* **DATA TO USE**
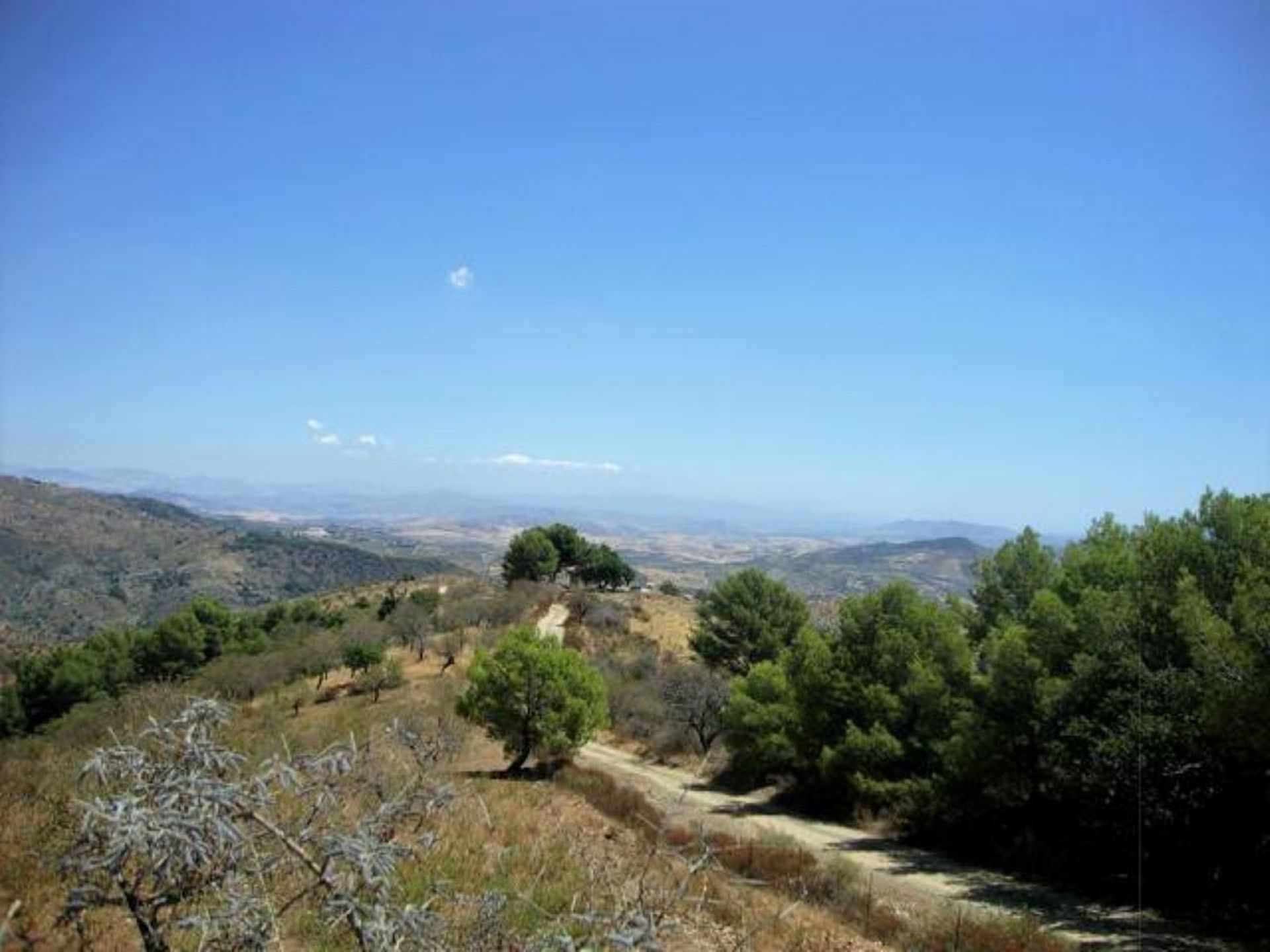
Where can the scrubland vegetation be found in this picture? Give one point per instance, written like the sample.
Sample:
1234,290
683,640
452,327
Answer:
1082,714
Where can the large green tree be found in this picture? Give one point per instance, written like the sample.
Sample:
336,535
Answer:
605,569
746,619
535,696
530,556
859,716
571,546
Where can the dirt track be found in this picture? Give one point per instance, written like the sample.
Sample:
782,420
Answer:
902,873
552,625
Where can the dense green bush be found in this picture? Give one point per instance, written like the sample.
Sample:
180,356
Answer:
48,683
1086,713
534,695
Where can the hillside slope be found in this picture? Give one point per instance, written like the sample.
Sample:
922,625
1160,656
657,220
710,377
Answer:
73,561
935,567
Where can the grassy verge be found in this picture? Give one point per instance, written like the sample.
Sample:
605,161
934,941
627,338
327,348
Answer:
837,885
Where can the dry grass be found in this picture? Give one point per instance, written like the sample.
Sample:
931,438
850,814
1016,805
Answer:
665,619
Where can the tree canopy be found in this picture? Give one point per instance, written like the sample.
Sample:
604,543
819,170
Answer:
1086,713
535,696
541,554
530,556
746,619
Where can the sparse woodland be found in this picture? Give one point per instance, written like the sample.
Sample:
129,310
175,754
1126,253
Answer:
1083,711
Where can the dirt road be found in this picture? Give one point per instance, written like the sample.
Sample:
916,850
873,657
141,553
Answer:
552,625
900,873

---

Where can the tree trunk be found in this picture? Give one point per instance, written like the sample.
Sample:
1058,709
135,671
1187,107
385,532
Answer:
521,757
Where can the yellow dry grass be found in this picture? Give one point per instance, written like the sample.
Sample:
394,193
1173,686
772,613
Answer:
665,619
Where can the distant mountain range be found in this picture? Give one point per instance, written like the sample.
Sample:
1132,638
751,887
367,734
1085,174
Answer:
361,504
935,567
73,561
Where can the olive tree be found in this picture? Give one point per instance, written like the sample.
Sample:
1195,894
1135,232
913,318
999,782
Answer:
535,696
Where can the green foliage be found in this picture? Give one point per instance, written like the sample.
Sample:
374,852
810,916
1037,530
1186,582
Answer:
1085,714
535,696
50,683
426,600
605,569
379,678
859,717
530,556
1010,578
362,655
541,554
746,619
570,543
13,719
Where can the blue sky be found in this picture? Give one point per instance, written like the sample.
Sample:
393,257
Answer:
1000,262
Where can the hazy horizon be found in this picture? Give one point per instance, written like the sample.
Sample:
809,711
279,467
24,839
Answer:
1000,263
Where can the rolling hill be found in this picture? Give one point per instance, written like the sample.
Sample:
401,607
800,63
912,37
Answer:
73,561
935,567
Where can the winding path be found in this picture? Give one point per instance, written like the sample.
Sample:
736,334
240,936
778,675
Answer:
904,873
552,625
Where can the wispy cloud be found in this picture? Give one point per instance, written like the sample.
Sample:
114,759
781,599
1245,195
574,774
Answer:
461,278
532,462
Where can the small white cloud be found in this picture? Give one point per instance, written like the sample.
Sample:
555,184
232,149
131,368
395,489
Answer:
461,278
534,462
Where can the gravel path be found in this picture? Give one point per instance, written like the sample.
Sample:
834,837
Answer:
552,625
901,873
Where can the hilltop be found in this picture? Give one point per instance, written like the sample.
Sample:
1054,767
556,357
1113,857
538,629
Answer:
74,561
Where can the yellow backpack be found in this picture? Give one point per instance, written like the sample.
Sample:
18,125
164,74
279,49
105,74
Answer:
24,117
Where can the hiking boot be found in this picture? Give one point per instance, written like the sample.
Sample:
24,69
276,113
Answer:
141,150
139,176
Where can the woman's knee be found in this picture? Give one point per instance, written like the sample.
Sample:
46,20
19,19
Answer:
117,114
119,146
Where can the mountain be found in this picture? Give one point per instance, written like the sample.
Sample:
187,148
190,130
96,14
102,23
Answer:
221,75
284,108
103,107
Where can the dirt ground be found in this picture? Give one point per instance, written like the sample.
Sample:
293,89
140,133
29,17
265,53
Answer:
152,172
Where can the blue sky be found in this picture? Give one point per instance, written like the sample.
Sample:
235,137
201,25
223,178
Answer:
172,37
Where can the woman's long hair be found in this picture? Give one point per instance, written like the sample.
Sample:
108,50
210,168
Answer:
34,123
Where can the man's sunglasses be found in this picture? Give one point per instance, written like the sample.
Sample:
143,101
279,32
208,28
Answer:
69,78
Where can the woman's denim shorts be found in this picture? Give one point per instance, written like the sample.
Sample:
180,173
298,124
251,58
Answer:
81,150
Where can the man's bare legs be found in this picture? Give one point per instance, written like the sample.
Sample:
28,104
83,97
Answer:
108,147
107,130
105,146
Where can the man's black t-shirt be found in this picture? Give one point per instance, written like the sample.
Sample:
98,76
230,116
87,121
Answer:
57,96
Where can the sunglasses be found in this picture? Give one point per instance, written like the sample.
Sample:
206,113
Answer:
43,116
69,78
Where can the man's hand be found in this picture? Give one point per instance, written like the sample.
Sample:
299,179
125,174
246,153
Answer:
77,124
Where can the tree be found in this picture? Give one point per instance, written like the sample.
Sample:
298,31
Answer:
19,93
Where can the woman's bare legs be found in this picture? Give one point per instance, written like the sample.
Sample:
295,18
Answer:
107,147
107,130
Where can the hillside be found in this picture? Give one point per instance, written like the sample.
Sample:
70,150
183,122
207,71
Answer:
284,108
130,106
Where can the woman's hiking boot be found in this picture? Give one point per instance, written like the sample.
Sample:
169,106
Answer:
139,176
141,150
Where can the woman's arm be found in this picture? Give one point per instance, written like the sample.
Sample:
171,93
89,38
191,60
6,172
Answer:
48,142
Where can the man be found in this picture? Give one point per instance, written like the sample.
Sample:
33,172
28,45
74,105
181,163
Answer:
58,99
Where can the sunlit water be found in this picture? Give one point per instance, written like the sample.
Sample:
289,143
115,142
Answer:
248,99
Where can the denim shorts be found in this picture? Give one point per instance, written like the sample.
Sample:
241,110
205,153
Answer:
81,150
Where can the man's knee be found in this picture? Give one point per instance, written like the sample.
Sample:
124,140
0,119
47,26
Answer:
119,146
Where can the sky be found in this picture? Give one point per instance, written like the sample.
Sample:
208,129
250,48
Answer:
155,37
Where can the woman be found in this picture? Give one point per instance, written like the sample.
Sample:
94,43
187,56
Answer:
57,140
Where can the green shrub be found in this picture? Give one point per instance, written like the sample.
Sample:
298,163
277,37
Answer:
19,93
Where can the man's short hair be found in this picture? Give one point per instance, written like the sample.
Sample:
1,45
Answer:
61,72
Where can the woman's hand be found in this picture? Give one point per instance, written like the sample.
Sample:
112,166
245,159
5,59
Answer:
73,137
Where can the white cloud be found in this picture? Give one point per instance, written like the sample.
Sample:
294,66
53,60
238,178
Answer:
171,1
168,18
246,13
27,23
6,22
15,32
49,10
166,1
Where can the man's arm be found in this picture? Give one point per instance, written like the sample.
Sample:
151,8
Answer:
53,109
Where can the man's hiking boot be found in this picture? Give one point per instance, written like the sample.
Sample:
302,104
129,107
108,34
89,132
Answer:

---

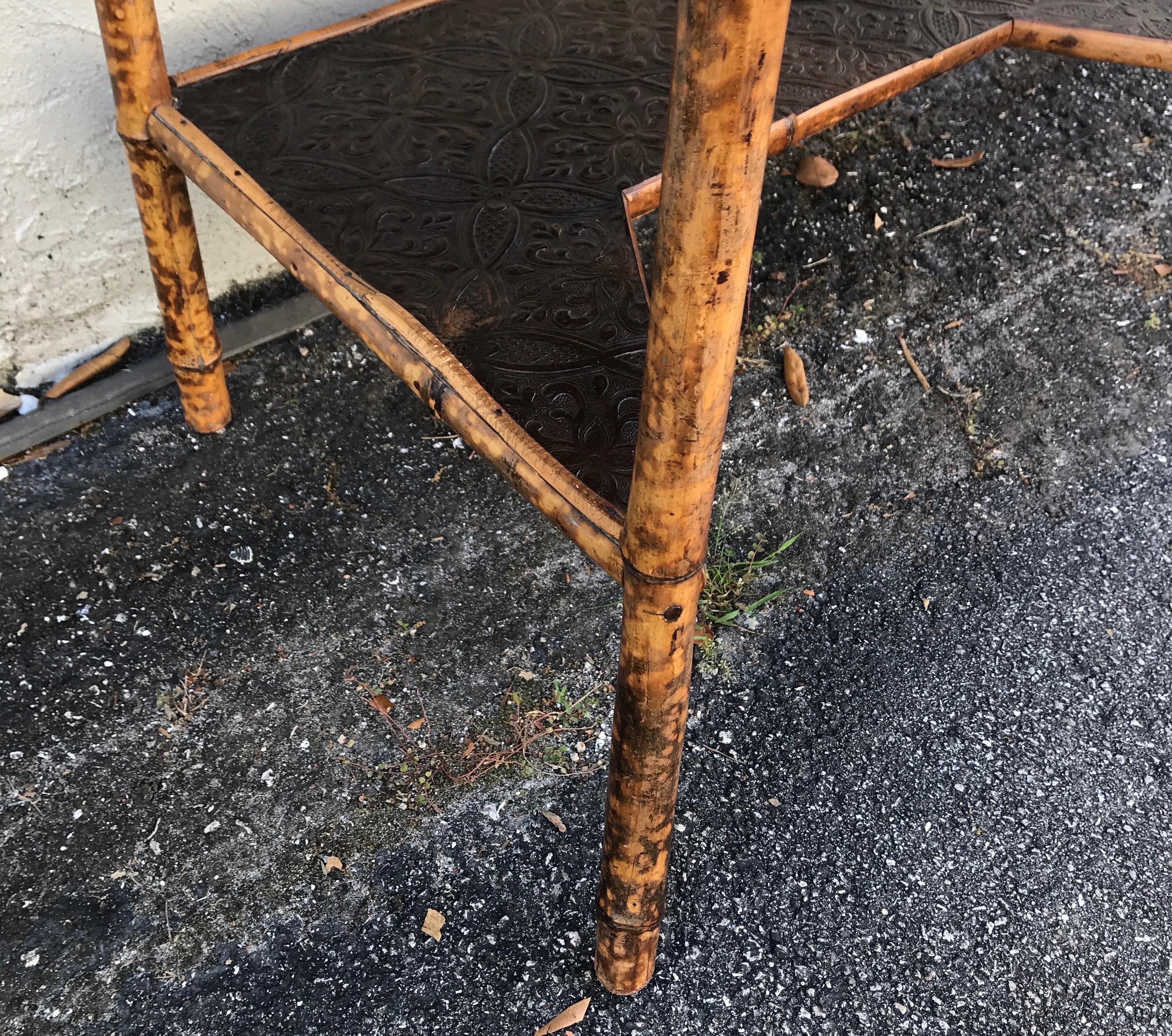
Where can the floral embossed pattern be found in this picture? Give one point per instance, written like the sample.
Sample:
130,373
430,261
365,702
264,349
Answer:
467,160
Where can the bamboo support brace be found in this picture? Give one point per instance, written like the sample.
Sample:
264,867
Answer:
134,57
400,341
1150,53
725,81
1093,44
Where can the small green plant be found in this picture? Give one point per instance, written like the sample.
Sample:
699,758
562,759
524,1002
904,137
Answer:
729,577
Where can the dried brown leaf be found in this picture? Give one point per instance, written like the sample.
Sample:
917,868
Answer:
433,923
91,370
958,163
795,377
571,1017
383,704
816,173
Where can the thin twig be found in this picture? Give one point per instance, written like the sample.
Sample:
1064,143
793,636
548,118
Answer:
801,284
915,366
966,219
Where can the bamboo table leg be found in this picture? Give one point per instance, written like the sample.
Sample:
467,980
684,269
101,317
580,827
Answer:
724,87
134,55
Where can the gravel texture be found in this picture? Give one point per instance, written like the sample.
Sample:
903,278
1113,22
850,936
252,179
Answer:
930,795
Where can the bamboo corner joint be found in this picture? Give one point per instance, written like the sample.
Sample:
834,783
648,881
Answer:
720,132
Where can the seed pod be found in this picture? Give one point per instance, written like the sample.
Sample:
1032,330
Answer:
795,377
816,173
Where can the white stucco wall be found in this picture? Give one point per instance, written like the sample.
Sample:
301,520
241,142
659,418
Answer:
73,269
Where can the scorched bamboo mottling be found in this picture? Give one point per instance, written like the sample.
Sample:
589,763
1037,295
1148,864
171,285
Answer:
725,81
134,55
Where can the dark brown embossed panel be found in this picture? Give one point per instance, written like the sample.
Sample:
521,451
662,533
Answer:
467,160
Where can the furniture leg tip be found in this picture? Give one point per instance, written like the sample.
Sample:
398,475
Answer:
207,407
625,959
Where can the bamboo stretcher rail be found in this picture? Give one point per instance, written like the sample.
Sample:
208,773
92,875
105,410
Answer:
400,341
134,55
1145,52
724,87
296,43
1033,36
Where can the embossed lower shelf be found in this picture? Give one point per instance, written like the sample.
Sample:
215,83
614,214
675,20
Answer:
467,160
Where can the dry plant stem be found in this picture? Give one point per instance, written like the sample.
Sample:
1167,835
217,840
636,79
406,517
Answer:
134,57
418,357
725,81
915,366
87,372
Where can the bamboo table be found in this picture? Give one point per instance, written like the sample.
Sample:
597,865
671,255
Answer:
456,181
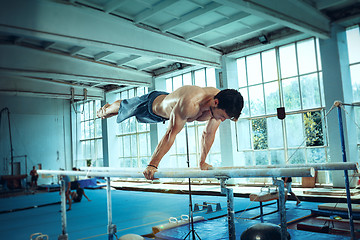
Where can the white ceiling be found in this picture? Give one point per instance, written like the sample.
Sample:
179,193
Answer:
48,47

* **TASK REQUIREMENTS**
Please go over the data above and tally every line holding "table"; reply only with the count.

* **PROBLEM SOLUTION**
2